■ EXERCISE INSTRUCTIONS: Would you transcribe word for word every line from the one containing "of the black" to the end of the data, both ends included, and leave out the rest?

(Records from a data source)
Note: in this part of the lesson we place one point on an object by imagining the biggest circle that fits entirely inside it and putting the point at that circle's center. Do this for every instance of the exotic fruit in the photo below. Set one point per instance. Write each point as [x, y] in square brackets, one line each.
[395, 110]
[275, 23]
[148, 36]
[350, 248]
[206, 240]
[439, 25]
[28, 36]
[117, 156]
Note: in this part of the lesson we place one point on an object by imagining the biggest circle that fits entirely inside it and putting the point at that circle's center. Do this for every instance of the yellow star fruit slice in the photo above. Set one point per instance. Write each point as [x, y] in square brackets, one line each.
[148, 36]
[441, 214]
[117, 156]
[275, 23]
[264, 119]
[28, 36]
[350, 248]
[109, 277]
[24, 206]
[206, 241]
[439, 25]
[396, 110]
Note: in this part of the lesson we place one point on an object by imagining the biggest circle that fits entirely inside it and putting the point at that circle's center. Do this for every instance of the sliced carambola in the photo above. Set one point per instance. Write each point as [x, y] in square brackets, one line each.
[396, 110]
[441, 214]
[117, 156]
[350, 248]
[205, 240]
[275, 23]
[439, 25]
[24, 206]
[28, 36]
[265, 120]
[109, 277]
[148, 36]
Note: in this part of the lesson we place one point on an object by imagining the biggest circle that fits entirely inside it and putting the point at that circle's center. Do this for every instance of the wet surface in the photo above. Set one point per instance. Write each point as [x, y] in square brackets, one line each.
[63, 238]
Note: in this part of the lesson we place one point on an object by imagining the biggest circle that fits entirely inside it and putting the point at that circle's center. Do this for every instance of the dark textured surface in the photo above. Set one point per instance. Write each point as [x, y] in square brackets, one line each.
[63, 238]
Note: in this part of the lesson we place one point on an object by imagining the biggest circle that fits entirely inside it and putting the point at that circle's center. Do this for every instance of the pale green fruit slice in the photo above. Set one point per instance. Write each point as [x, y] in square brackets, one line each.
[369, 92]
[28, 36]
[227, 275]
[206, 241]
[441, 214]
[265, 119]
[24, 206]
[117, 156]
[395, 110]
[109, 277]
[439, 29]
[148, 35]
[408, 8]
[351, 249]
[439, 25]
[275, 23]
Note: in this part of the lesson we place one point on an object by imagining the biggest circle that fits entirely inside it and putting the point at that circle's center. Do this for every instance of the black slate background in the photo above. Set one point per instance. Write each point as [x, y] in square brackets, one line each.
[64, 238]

■ REPLY:
Note: in this part of the lesson we place one point on an object by imagining the biggest circle that fits entirely inside it and putting the point at that circle's center. Do this for every instance of the black slate background in the photo above. Set one point per instance. Write each point as [x, y] in square brackets, one line each.
[64, 238]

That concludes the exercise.